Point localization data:

--

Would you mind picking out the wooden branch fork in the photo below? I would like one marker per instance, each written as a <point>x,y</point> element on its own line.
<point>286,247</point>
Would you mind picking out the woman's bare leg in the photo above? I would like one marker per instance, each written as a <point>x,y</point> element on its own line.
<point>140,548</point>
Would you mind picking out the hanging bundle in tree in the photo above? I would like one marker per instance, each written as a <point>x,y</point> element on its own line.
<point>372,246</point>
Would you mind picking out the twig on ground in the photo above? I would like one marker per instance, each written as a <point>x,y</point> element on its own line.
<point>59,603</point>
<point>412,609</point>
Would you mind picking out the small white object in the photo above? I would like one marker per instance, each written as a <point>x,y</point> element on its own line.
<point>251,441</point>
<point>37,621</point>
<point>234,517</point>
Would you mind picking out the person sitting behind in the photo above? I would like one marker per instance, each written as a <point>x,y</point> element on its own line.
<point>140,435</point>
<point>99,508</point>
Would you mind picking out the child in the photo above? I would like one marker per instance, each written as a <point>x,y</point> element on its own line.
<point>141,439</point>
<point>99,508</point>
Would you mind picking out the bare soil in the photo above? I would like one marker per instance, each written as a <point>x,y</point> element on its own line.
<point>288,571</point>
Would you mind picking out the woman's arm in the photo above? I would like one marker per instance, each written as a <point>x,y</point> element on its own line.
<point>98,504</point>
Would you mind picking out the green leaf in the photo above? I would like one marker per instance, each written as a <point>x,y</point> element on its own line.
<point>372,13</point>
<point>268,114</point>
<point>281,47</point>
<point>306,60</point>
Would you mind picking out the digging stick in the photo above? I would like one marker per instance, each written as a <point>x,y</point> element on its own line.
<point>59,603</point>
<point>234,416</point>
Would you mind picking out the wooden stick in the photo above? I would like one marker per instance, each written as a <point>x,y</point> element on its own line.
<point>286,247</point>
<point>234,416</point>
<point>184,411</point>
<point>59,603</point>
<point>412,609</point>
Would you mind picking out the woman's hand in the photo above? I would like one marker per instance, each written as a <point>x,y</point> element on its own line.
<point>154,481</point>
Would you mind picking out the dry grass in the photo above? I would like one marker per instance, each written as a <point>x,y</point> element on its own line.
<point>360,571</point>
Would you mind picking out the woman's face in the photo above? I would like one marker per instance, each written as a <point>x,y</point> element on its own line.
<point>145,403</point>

--

Prompt: Copy out the records above exactly and completely.

Written solution:
Would you mind picking out the wooden branch fork in the photo below? I would like one marker per instance, each written as a <point>x,y</point> element on its own line.
<point>286,247</point>
Would you mind picking out the woman's bare leg in the photo above? I would like one marker per instance, each written as a <point>x,y</point> element on its own line.
<point>140,548</point>
Would you mind picking out the hanging bundle in tree in the photo above? I would like one marker per instance, each written as a <point>x,y</point> element on its own line.
<point>372,246</point>
Would you mind picking out the twig on ground in the photo above? I would like one marker per instance, each written as a <point>x,y</point> element on its own line.
<point>59,603</point>
<point>412,609</point>
Would you mind picking out the small white object in the photo above? I would like one marker per instance, each written as a <point>x,y</point> element on its own line.
<point>251,441</point>
<point>37,621</point>
<point>234,517</point>
Would you mind picking out the person sitting behind in the photo above? I would like one marker per instance, each written as a <point>x,y</point> element on its own line.
<point>140,435</point>
<point>99,508</point>
Would you mind picking out the child in the photo above? I would like one marker per instance, each written as a <point>x,y</point> element on its own line.
<point>141,439</point>
<point>99,508</point>
Would you mind picking out the bare soil in the photo above? I would like one marker per instance, each written as a <point>x,y</point> element on its own line.
<point>288,571</point>
Would you mind picking out the woman's arm in the photo above? I would like one marker per instance, each written as a <point>x,y</point> element on its own line.
<point>98,504</point>
Would you mind picking out the green leaf in the photo above? I would like one marker per instance, each written as a <point>x,y</point> element on its own line.
<point>372,13</point>
<point>268,114</point>
<point>281,47</point>
<point>306,60</point>
Would you mind picking out the digging stick in the photo above? I would like one marker per instance, each written as a <point>x,y</point> element on its own line.
<point>59,603</point>
<point>234,416</point>
Would you mind picking out the wooden stick in the photo above? I would like one marker per instance, each written as a <point>x,y</point> element on its own line.
<point>286,247</point>
<point>234,416</point>
<point>184,411</point>
<point>59,603</point>
<point>412,609</point>
Would you mind picking out the woman's hand in the photo above? I would like one marker per instance, each written as a <point>x,y</point> element on its own line.
<point>154,481</point>
Would you mind picking out the dry grass in the photo above? I would like one marker per instance, each written as a <point>x,y</point> element on its own line.
<point>360,571</point>
Would you mind picking out the woman's face in the photo above? I would like one marker per instance, each written as a <point>x,y</point> element on its own line.
<point>145,403</point>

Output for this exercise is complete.